Énoncé écrit →
D'après la critique de Superman, répondez à ces questions :
1. Qui instaure et dirige la nouvelle ère de l'univers DC au cinéma ?
2. Par quel film la renaissance de l'univers DC aurait-elle dû se faire ?
3. Qui gère l'aspect financier de DC Studios ?

Review : Superman
8 juillet 2025Superman est attendu comme le sauveur de l’univers DC Comics au cinéma. Précurseur d’une nouvelle ère instaurée et dirigée par James Gunn, ce long-métrage a tout pour être un succès public, chez les adultes comme chez les plus jeunes. Mais sera-t-il apprécié de tous ? Nous l’espérons, car la franchise DC retrouve un second souffle.
DC RENAISSANCE
Revenons quelques années en arrière. La renaissance de l’univers DC au cinéma aurait dû se faire via le film Black Adam et son acteur/producteur principal Dwayne « The Rock » Johnson. Allant même jusqu’à forcer l’apparition d’Henry Cavill, le Superman de l’époque au cinéma, dans une scène post générique, Johnson se voulait comme le sauveur de la franchise DC Comics après que la vision de Zack Snyder, via sa trilogie Man of Steel/BvS/Justice League est échouée. Mais l’échec au box-office (et critique) de Black Adam force Warner Studios à revoir sa copie. Exit Johnson. Place à James Gunn — transfuge de Marvel et réalisateur de la trilogie Les Gardiens de la Galaxie — nommé à la tête de DC Studios aux côtés de Peter Safran. Tandis que Safran gère l’aspect financier, Gunn prend les rênes créatives. Et pour amorcer cette nouvelle ère, le duo choisit de revenir à l’icône suprême : Superman.

Segment de données →

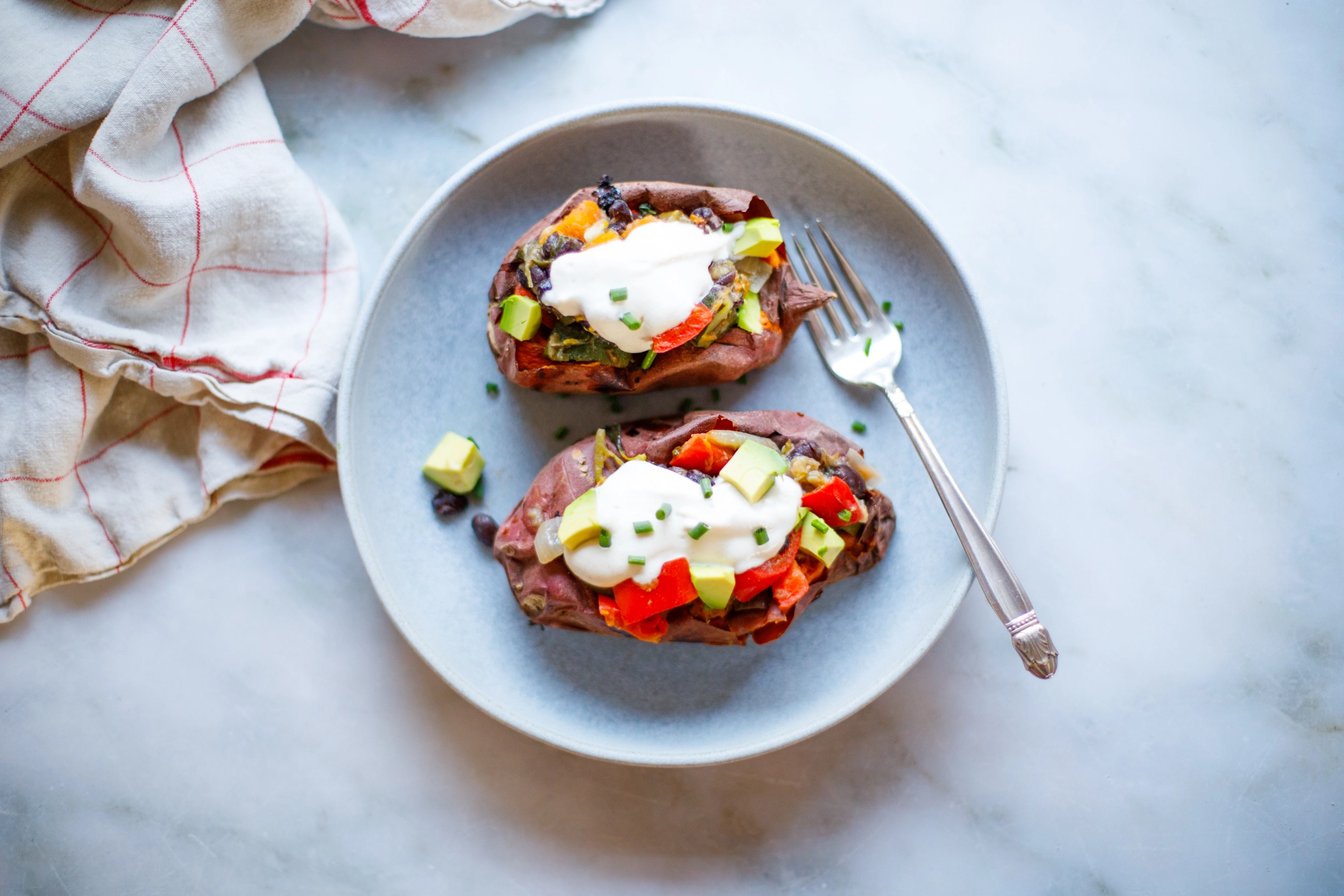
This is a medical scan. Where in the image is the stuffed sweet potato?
[488,177,831,392]
[495,411,897,645]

Réponse à l'exercice →
1. James Gunn.
2. Black Adam.
3. Peter Safran.